◆ Request
Repeat verbatim every line of the material, beginning at the line that holds "Per instance of the neck, set" and ending at its last line.

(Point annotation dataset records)

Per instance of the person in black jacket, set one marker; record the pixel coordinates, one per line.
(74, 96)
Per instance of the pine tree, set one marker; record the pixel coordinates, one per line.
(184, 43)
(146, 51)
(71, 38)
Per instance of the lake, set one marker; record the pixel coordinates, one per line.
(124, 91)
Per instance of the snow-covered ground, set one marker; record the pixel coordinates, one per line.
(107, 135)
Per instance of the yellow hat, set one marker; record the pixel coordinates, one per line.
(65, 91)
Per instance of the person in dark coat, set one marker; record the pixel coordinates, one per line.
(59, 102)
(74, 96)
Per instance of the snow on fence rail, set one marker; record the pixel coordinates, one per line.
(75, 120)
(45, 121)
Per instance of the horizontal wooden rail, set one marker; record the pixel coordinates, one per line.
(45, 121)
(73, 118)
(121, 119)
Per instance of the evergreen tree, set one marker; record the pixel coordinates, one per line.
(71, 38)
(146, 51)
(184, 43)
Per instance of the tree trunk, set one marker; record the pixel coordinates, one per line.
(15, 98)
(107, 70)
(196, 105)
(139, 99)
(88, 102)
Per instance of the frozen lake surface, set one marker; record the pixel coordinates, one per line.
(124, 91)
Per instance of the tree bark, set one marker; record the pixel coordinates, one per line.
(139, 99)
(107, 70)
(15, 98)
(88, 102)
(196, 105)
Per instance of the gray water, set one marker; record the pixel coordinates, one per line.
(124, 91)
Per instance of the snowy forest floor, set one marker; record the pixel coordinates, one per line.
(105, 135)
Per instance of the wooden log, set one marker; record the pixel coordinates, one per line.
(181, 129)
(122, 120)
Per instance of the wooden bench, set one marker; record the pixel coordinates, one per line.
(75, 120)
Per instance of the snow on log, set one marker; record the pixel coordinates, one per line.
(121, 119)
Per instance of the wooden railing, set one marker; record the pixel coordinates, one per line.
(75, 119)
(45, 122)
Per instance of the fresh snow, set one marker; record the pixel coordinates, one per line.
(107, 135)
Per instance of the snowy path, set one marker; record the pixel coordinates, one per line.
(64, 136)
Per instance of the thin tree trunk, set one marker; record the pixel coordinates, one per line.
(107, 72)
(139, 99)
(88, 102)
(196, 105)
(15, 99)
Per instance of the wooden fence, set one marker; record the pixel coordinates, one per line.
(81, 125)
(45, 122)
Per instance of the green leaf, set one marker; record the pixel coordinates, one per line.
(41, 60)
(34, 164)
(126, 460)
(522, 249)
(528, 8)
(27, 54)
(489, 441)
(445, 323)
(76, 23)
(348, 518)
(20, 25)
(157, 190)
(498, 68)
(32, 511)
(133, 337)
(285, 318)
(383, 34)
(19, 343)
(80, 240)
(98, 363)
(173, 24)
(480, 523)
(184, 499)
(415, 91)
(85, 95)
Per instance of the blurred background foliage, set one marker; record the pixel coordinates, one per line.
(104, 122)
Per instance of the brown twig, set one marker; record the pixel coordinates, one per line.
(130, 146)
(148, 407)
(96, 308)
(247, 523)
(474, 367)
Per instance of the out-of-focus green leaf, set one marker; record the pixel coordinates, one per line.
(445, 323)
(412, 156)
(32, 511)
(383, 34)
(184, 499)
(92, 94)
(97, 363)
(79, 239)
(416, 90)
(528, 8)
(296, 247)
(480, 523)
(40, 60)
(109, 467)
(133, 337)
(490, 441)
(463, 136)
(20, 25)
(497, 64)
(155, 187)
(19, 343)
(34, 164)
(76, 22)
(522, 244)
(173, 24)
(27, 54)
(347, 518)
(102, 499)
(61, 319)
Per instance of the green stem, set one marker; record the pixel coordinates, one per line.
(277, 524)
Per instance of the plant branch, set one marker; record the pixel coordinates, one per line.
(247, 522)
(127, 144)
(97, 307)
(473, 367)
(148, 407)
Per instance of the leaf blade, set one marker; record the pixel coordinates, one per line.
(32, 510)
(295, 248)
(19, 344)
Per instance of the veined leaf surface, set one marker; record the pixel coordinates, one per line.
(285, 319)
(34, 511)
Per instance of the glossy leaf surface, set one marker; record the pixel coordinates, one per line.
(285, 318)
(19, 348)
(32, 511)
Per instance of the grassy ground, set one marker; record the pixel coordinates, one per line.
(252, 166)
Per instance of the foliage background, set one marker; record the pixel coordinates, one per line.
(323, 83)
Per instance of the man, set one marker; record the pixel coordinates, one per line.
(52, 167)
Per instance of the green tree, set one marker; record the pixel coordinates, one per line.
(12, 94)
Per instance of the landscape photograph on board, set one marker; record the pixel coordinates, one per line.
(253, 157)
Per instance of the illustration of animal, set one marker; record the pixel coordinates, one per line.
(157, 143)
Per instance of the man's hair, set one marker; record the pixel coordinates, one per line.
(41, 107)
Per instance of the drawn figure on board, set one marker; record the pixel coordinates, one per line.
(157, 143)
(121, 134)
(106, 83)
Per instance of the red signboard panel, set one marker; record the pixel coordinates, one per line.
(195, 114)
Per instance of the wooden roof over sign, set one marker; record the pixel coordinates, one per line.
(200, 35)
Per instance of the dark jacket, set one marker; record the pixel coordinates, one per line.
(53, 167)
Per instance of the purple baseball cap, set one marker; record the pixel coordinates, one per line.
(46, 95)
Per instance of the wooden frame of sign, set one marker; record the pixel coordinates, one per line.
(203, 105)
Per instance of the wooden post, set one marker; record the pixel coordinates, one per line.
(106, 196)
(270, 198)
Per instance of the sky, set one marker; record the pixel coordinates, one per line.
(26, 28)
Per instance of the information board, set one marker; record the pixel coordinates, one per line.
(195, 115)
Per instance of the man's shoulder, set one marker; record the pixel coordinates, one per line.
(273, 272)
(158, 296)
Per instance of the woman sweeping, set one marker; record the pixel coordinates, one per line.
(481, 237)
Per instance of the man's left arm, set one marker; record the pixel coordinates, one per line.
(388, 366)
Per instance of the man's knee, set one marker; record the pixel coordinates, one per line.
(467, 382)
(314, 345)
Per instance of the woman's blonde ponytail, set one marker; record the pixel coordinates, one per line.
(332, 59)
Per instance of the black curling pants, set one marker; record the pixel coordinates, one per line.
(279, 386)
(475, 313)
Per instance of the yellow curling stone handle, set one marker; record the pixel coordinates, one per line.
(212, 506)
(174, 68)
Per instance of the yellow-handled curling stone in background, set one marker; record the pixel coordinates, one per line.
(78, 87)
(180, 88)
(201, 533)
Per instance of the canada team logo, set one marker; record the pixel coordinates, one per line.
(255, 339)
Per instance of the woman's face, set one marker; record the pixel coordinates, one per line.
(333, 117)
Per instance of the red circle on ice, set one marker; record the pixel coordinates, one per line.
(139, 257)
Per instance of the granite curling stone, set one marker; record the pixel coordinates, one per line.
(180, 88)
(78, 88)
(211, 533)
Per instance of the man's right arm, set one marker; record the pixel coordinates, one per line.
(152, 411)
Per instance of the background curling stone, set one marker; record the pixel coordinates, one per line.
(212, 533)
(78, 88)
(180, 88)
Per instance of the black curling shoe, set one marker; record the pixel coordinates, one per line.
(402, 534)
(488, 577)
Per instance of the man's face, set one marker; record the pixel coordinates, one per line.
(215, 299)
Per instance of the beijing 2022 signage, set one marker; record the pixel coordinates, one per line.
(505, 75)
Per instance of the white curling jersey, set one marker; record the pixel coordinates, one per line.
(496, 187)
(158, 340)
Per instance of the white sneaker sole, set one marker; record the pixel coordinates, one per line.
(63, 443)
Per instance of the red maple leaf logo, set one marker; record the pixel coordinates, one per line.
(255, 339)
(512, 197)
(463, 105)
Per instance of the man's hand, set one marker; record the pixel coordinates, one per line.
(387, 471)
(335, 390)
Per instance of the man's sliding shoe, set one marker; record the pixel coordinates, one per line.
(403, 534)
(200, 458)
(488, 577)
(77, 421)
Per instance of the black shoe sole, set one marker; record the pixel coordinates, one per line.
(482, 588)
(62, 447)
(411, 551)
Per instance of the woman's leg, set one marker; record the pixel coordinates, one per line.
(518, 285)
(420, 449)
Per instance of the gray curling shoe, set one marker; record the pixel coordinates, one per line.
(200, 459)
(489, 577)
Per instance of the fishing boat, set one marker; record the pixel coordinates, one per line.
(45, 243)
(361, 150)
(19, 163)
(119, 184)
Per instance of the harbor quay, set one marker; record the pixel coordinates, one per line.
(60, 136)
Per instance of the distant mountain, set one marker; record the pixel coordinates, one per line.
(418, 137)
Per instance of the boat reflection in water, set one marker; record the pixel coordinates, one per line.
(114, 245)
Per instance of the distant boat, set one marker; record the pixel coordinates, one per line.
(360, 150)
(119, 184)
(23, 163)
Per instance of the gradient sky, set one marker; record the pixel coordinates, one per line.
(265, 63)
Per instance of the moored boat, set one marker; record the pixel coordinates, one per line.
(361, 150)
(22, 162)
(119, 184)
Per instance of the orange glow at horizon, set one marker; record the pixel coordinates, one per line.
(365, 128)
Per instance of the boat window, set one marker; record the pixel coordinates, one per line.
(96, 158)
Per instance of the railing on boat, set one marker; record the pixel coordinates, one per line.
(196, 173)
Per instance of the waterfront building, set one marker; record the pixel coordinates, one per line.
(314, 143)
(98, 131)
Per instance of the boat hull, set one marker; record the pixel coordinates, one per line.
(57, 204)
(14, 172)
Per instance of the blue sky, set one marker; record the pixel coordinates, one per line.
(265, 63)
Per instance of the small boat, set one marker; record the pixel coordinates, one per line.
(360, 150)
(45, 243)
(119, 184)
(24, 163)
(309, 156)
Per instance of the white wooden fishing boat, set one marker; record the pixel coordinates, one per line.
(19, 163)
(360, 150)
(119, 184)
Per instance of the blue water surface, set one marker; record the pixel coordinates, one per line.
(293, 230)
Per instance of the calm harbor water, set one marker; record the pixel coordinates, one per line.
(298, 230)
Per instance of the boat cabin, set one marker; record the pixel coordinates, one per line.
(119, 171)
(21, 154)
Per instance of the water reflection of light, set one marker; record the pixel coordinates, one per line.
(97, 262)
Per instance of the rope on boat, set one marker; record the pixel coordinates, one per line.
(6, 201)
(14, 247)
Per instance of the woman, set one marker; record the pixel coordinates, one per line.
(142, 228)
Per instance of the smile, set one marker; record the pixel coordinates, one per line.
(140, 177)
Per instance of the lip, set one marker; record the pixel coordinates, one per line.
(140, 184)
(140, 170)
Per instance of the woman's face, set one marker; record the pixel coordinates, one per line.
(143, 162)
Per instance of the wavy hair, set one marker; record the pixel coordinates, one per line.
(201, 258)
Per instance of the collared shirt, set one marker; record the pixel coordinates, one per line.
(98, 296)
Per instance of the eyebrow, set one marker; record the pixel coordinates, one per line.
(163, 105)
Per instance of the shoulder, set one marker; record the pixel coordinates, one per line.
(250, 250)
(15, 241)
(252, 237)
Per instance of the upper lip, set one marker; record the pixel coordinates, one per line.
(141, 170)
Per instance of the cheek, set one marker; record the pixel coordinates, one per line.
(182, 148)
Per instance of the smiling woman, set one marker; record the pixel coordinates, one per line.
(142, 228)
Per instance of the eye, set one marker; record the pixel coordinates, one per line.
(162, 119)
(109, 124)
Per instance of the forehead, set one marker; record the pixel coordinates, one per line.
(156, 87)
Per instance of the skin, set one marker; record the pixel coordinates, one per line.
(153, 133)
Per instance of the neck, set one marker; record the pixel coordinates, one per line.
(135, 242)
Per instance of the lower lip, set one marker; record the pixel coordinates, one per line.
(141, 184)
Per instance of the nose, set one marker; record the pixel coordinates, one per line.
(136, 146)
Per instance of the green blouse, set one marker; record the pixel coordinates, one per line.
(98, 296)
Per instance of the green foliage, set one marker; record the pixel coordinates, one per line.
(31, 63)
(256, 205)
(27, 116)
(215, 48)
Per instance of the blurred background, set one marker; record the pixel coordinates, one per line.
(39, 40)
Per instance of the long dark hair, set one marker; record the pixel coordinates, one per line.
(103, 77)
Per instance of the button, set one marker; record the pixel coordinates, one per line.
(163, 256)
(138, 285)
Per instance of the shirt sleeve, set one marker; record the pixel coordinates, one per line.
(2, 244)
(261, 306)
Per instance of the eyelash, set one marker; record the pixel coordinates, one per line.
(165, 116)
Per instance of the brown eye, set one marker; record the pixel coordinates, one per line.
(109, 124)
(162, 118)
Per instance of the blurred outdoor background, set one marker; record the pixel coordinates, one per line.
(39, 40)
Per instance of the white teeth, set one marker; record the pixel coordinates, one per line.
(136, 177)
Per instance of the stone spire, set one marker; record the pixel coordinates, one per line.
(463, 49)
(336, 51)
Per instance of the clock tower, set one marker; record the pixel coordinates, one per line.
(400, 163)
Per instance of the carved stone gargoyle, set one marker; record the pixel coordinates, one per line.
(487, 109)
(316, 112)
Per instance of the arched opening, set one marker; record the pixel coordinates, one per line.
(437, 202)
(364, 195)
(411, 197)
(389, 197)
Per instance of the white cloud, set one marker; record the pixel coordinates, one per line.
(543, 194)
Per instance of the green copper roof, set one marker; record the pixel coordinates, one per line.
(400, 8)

◆ Output
Per instance of the neck, set one marker; record the pixel coordinates, one per line.
(135, 242)
Per instance of the lower lip, set one marker; record the pixel coordinates, one per line.
(141, 184)
Per instance of the nose, set one marker; record the pixel coordinates, one per line.
(136, 146)
Per instance of the green blouse, set one marker; record the pixel coordinates, one per line.
(98, 296)
Per instance of the green foliage, set one marker; record the pixel coordinates, one per line.
(31, 63)
(256, 205)
(27, 116)
(215, 48)
Per instance of the blurred background, set one marker; record the pixel coordinates, one per line.
(39, 40)
Per instance of the long dark hair, set one marker; record the pixel coordinates, one per line.
(103, 77)
Per instance of the button, set one marker; record the pixel coordinates, one per line.
(163, 256)
(138, 285)
Per instance of the shirt sleeve, set one marker; record the pixel coordinates, one per line.
(2, 244)
(261, 306)
Per instance of the eyelash, set one marker; record the pixel coordinates, one per line.
(165, 116)
Per instance of the brown eye, set one marker; record the pixel coordinates, one per line.
(109, 124)
(162, 118)
Per instance of the blurred outdoor background, set one marker; record the pixel coordinates, one per line.
(39, 40)
Per instance of the white teeth, set one marker; record the pixel coordinates, one per line.
(136, 177)
Per instance of the stone spire, set one marker; record the pixel coordinates, one per line.
(463, 49)
(336, 51)
Per instance of the clock tower, set one marker; record the pixel coordinates, one per line.
(400, 163)
Per instance of the carved stone gargoyle, set one marker; record the pixel coordinates, one per line.
(487, 109)
(316, 112)
Per instance of the arched opening, set one marker; record the pixel coordinates, one per line.
(437, 202)
(364, 195)
(411, 197)
(389, 197)
Per instance of the white cloud, set one marker; record the pixel coordinates, one per line.
(543, 194)
Per instance of the green copper roof, set one marker; record the pixel coordinates, one per line.
(400, 8)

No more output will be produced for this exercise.